Copy out the listing in full, exactly as written, but not its pictures.

→ **RECORDS FOR PROCESSING**
start
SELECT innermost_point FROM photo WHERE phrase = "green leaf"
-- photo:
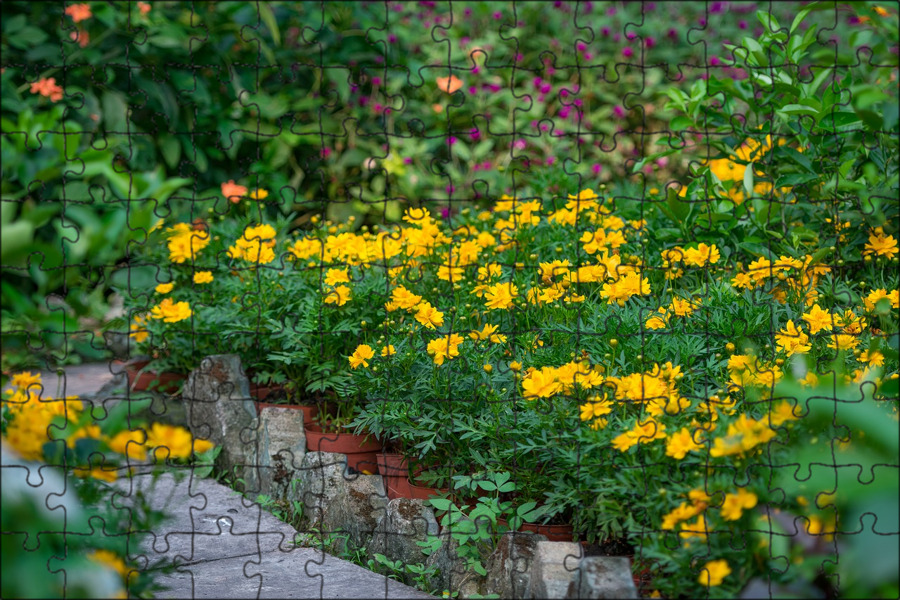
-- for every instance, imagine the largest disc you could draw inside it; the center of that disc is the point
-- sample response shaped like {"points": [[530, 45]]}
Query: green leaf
{"points": [[440, 503], [115, 112], [748, 180], [268, 17], [171, 150], [802, 15]]}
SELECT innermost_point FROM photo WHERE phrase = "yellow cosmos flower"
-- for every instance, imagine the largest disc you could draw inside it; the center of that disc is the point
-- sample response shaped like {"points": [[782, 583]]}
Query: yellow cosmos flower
{"points": [[339, 295], [201, 277], [488, 332], [540, 383], [429, 316], [129, 444], [792, 340], [111, 560], [336, 276], [880, 244], [361, 356], [714, 572], [444, 348], [403, 299], [169, 441], [25, 380], [171, 312], [735, 504], [185, 242], [500, 296], [680, 443], [818, 319]]}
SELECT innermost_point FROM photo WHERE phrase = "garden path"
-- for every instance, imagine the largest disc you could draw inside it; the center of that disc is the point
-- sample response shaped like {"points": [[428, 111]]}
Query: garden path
{"points": [[225, 546]]}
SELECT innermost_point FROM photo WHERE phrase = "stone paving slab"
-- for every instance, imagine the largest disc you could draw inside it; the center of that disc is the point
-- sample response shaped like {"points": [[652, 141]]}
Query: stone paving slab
{"points": [[225, 547]]}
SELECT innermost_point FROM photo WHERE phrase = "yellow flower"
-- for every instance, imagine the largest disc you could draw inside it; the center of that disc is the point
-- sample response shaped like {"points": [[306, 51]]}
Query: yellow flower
{"points": [[500, 295], [171, 312], [680, 443], [735, 504], [792, 340], [873, 358], [185, 242], [727, 170], [336, 276], [714, 572], [682, 512], [111, 560], [402, 298], [25, 380], [339, 295], [818, 319], [169, 441], [701, 256], [444, 347], [658, 321], [137, 330], [203, 277], [591, 410], [130, 444], [429, 316], [540, 383], [361, 356], [255, 245], [488, 333], [842, 341], [881, 294], [880, 244]]}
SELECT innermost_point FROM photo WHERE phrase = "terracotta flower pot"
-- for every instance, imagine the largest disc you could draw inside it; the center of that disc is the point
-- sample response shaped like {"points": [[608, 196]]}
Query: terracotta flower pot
{"points": [[309, 411], [394, 470], [361, 450], [150, 381]]}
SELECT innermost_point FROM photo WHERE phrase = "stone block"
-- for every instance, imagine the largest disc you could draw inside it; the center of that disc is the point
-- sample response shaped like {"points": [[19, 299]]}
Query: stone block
{"points": [[405, 521], [282, 446], [453, 573], [553, 569], [510, 565], [220, 409], [603, 577], [336, 502]]}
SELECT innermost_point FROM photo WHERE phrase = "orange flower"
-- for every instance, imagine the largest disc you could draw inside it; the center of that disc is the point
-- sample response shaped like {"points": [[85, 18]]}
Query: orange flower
{"points": [[79, 12], [82, 37], [233, 191], [47, 87], [449, 84]]}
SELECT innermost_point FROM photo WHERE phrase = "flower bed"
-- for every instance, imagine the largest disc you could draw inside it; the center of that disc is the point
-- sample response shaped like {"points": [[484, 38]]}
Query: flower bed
{"points": [[643, 363]]}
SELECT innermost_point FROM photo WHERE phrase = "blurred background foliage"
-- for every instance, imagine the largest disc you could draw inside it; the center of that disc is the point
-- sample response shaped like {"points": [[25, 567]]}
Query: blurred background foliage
{"points": [[337, 109]]}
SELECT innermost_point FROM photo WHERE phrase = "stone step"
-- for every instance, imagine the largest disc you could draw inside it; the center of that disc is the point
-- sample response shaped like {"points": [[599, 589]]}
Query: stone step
{"points": [[224, 546]]}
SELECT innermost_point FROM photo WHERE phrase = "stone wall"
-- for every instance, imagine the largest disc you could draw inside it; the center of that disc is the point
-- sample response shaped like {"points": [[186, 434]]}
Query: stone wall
{"points": [[268, 452]]}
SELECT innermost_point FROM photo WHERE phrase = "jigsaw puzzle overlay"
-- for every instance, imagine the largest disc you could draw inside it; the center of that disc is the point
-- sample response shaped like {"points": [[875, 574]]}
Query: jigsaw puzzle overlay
{"points": [[422, 282]]}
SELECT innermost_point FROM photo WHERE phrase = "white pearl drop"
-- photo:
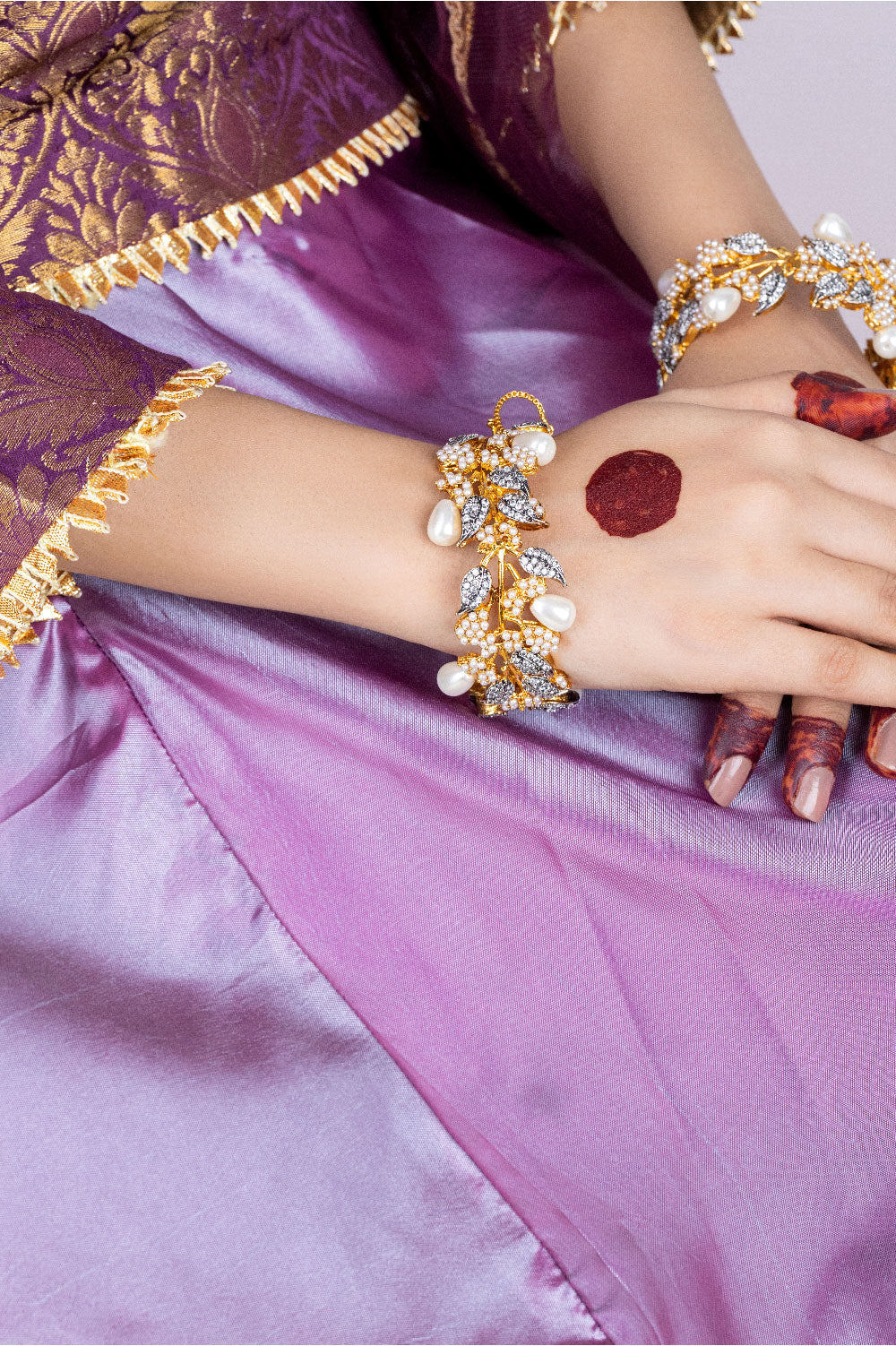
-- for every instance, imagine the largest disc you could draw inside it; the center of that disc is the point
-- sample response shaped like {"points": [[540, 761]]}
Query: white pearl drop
{"points": [[884, 342], [444, 524], [833, 228], [555, 611], [539, 442], [452, 680], [720, 305]]}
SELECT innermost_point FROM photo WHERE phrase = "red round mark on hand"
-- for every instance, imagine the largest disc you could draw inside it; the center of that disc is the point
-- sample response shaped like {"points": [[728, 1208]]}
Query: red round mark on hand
{"points": [[633, 493], [839, 402]]}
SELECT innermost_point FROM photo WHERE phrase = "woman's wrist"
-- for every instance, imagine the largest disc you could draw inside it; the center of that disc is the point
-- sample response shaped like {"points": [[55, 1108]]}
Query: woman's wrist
{"points": [[786, 338]]}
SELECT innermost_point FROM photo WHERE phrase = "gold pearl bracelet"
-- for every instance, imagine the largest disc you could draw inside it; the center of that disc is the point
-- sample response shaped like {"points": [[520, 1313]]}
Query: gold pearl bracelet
{"points": [[694, 298], [487, 498]]}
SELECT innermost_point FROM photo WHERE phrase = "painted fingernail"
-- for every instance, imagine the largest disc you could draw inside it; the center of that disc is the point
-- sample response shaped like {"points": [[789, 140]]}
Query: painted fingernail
{"points": [[813, 793], [729, 780], [880, 751], [844, 405], [813, 755]]}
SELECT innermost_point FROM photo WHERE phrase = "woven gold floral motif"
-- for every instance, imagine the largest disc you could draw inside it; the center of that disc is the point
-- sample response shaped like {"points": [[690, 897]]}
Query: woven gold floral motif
end
→ **SOLUTION TO THE EXERCISE**
SELECT innermost_point FROM photo WHERE phrase = "green leaf"
-- photo:
-- for every instance, imagine the largest disc you could draw inside it; the center of that disc is the point
-- sample response shaped like {"points": [[530, 45]]}
Query: green leaf
{"points": [[440, 503], [115, 112], [748, 180], [268, 17], [171, 150], [802, 15]]}
SELECT innermost_point FROM photo WHERE phrase = "yellow cosmos flower"
-- for every instance, imagine the largest disc you could draw inside it; the center of that disc is the point
-- sample response shaped like {"points": [[782, 583]]}
Query: yellow cosmos flower
{"points": [[339, 295], [201, 277], [488, 332], [540, 383], [429, 316], [129, 444], [792, 340], [111, 560], [336, 276], [880, 244], [361, 356], [714, 572], [444, 348], [403, 299], [169, 441], [25, 380], [171, 312], [735, 504], [185, 242], [500, 296], [680, 443], [818, 319]]}
SELECT innermost_point FROM photo WHERE phrase = "garden path"
-- for every instance, imagine the largest disc you could draw inside it; the center of that disc is the point
-- sample response shaped like {"points": [[428, 111]]}
Query: garden path
{"points": [[225, 546]]}
SELECT innermost_point FROM photo WHERE phrase = "stone paving slab"
-- for every instance, imagine the largest disc you could draw inside it; the center of that disc is the point
-- sample response shaped like {"points": [[652, 141]]}
Query: stone paving slab
{"points": [[225, 547]]}
SELECT innermost_point FROM photo WHERE phrase = "yellow flower"
-- for every instance, imagine the largest disc you could draw inside it; the center of that disc is the point
-- sample response shaped like {"points": [[306, 51]]}
Query: yellow flower
{"points": [[500, 295], [171, 312], [680, 443], [735, 504], [792, 340], [873, 358], [185, 242], [727, 170], [336, 276], [714, 572], [682, 512], [111, 560], [402, 298], [25, 380], [339, 295], [818, 319], [169, 441], [701, 256], [444, 347], [658, 321], [137, 330], [203, 277], [591, 410], [130, 444], [429, 316], [540, 383], [361, 356], [255, 245], [488, 333], [842, 341], [881, 294], [880, 244]]}
SELECT innermost_point FROM photo WHERE phrase = "terracotta flower pot"
-- for every instance, imagine the largest disc you could draw inside it; the center of that disc is the point
-- sample response shaped like {"points": [[608, 196]]}
Query: terracotta flower pot
{"points": [[309, 411], [394, 470], [361, 450], [150, 381]]}
SELECT innermost_point FROM photo WHERE phrase = "stone block"
-- for every instance, imagine the largest disc you could draw inside it; the center of that disc is the point
-- sample response shaped like {"points": [[19, 299]]}
Query: stone block
{"points": [[405, 521], [282, 446], [453, 573], [553, 569], [510, 565], [220, 409], [603, 577], [336, 502]]}
SELECT innermost_point FROM photo WHERE phrase = "orange flower"
-- for every instance, imagine the largest disc you could draw inside it; the center of that disc is the point
-- sample response shaped like {"points": [[85, 18]]}
Query: orange flower
{"points": [[79, 12], [82, 37], [233, 191], [47, 87], [449, 84]]}
SELECT innermost_point FROM photo WHERE phrase = "flower bed"
-- for every instance, imagine the largest disc you could draw inside it; the center of that disc is the point
-- sample response shaped like {"points": [[484, 38]]}
Query: flower bed
{"points": [[643, 363]]}
SELECT innermost_point FROM photo WHERE phrase = "blurred background foliage"
-- for every instance, imagine the largest disc you could draw inside it; the center of that disc is the point
-- sample response shaped like {"points": [[25, 567]]}
Query: blurred background foliage
{"points": [[337, 109]]}
SELECT innermost_point FROM photo WHERE phrase = "stone step"
-- for every instance, imagine the largest disc you could draw inside it; the center of that disc is the point
-- sample response shaped like {"points": [[599, 589]]}
Query: stone step
{"points": [[224, 546]]}
SELECT innermost_point FROM photo WHERE phrase = "stone wall"
-- for every instance, imagine the largest disc you could draw inside it; the center of that disc is the point
-- sample response shaped like {"points": [[186, 434]]}
Query: stone wall
{"points": [[268, 452]]}
SELECT innermost_point FROM photo WHERE phrase = "jigsaw puzzle overlay"
-- for every instance, imagine the largest disc you could draw inside it; the center of that disc is the point
-- sample response shaped like {"points": [[875, 574]]}
Query: jigsaw puzzle overlay
{"points": [[422, 282]]}
SELECT innermost_point FROM photo WHERE phrase = "white pearl drop"
-- photo:
-- for every instance, imagine the largest disc you could draw inside it; the center of that disc is the point
-- sample response shaped like {"points": [[540, 761]]}
Query: white pearl drop
{"points": [[884, 342], [444, 524], [833, 228], [555, 611], [539, 442], [452, 680], [720, 305]]}
SELECT innermost_point FROM photo WHERE phrase = "red round mark on hand"
-- for every instance, imagine the largest disc you could draw inside it; the center of that disc is the point
-- sample response shaped like {"points": [[728, 1208]]}
Query: red round mark on hand
{"points": [[633, 493], [839, 402]]}
SELECT innermost_point FROM photo WHERE phrase = "woman's wrist"
-- for every instance, imagine the largest disc you could draw inside it; the center of that disc is the point
-- sample response shaped like {"points": [[55, 1108]]}
Query: woman's wrist
{"points": [[786, 338]]}
SELECT innermost_point FROM photo WHERE phrase = "gold pearl bracelet"
-- for every instance, imagine the largest disc you could draw inside it; the center of that disc is the point
-- sample response shaped like {"points": [[520, 1313]]}
Query: gold pearl bracelet
{"points": [[694, 298], [487, 498]]}
SELECT innermost_point FROM photo WHERE phrase = "painted fingernail"
-- for every instance, imagine the largest disc you could draw inside it; the center of that disc is the point
-- sample response shaped like {"points": [[789, 140]]}
Query: painted fingernail
{"points": [[813, 793], [729, 780], [880, 751], [844, 405], [813, 755]]}
SELECT innermost_point FROM photo WHERE phrase = "woven gold floral motif"
-- for every instance, imagine the largest disc you could draw inside it; the center of that disc is the point
-- sample response shaped like {"points": [[690, 897]]}
Query: woven gold floral motif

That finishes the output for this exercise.